*What you are asked to do:* Reproduce each of the following entries verbatim, from start to finish.

*Rows:*

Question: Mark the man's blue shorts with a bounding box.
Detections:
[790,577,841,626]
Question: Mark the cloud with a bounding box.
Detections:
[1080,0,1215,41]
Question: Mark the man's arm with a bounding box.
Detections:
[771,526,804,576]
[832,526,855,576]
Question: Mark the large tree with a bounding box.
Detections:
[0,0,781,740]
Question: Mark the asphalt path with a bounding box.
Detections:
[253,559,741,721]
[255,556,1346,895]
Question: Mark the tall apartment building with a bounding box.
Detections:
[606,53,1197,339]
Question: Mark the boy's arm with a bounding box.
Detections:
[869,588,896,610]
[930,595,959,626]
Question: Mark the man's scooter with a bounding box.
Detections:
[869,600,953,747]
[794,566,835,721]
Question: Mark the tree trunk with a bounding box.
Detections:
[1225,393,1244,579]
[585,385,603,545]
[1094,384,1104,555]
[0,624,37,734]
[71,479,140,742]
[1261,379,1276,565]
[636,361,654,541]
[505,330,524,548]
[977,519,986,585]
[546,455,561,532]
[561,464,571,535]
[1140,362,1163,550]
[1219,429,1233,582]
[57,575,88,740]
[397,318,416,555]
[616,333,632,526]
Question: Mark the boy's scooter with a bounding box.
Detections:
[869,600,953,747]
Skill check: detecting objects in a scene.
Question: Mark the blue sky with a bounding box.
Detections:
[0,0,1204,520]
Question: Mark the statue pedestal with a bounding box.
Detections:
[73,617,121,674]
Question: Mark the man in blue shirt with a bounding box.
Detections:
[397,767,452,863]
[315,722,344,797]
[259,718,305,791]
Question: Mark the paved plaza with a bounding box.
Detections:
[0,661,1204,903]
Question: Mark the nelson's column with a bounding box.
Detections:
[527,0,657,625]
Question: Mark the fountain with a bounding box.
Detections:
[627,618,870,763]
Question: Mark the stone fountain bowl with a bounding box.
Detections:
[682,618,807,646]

*Answer to the problem:*
Question: Mark the man's blue shorts with a bounding box.
Detections:
[790,577,841,626]
Question: Mark the cloud with a bounding box.
Detections:
[1080,0,1215,41]
Question: Mark the man's arm with a bounding box.
Detections:
[771,526,804,576]
[832,526,855,576]
Question: Mark the large tree with a bounding box.
Detections:
[0,0,781,740]
Question: Mark the asphalt path with a bounding box.
Detections:
[253,559,741,721]
[255,556,1346,895]
Question: Mark the tall apartment building with a bounding box.
Detections:
[606,53,1197,339]
Question: Mark the boy's arm with a bounding box.
Detections:
[869,588,896,610]
[930,595,959,626]
Question: Mark the man's scooter with a bounding box.
Detections:
[869,600,953,747]
[794,566,835,721]
Question: Mark the tree trunk with a bounding box.
Detections:
[1225,393,1244,579]
[585,385,603,545]
[1094,384,1104,555]
[0,624,37,734]
[71,479,140,742]
[1261,379,1276,565]
[636,361,654,541]
[505,330,524,548]
[977,519,986,585]
[546,455,561,532]
[561,464,571,535]
[1140,362,1163,550]
[1219,429,1233,582]
[57,575,88,740]
[397,318,416,555]
[616,333,632,526]
Question: Mark the boy's scooter with a bounding box.
Detections:
[869,600,953,747]
Skill check: detecting objects in a scene.
Question: Mark the blue sky with a bounding box.
Detections:
[0,0,1204,520]
Question: Mark the statue pedestal with a bounding box.
Detections:
[73,617,121,674]
Question: Mark the man in blue shirt with a bounding box.
Detections:
[397,767,452,863]
[315,722,344,797]
[259,718,305,791]
Question: Mark the paved plaza with a bounding box.
Detections:
[0,661,1204,903]
Question: Mark the nelson's column with a bounding box.
Detections:
[527,0,657,625]
Question: Mark the fountain with a bounding box.
Detections:
[627,618,870,763]
Question: Mark the stone fountain bowl with a bounding box.
Detections:
[682,618,807,646]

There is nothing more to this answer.